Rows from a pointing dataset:

+ + + + +

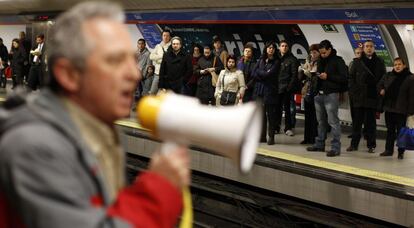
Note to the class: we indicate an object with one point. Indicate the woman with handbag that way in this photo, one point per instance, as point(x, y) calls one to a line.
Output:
point(230, 84)
point(389, 88)
point(266, 89)
point(17, 57)
point(405, 103)
point(308, 92)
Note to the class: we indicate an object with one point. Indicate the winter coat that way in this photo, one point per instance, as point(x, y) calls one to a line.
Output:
point(222, 54)
point(363, 82)
point(233, 82)
point(288, 74)
point(265, 75)
point(143, 60)
point(157, 54)
point(205, 89)
point(175, 69)
point(49, 177)
point(146, 84)
point(405, 101)
point(334, 66)
point(194, 77)
point(17, 60)
point(247, 68)
point(4, 54)
point(389, 104)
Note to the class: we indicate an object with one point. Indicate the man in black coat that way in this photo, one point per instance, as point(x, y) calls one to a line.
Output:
point(247, 64)
point(332, 80)
point(26, 44)
point(206, 65)
point(4, 55)
point(37, 72)
point(365, 73)
point(287, 81)
point(175, 67)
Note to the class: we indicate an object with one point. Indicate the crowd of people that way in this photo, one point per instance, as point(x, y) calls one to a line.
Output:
point(217, 78)
point(26, 64)
point(61, 163)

+ + + + +

REQUIREMENT: Please reproduce the listing above word for word, every line of it, with the pictures omitted.

THE SOLUTION:
Note to the class: we indicate an object with one point. Indicate the woman with handbag that way in this photo, one point per instance, as point(x, y) calls one to a line.
Output:
point(230, 84)
point(389, 88)
point(266, 89)
point(17, 57)
point(405, 103)
point(308, 92)
Note to the class: we indicate an object with one point. Indicate the winter coat that way in this photo, one point per instance, as point(x, y) calls one to a line.
Output:
point(222, 54)
point(363, 82)
point(233, 82)
point(288, 74)
point(265, 75)
point(143, 60)
point(157, 54)
point(205, 89)
point(175, 69)
point(49, 177)
point(146, 84)
point(405, 101)
point(334, 66)
point(194, 77)
point(17, 60)
point(247, 68)
point(4, 54)
point(389, 104)
Note to the class: we indicate an object with one point. Indicate the man in black coat that way in this photo, one point per instance, as point(x, y) calls one to a line.
Output:
point(247, 64)
point(332, 80)
point(26, 44)
point(206, 65)
point(4, 55)
point(37, 72)
point(365, 73)
point(287, 81)
point(175, 67)
Note to the class: we indicate an object with one point. Indicate the crowd of people that way in this photo, one point per instance, as point(x, y) calls one to a line.
Output:
point(217, 78)
point(26, 64)
point(61, 163)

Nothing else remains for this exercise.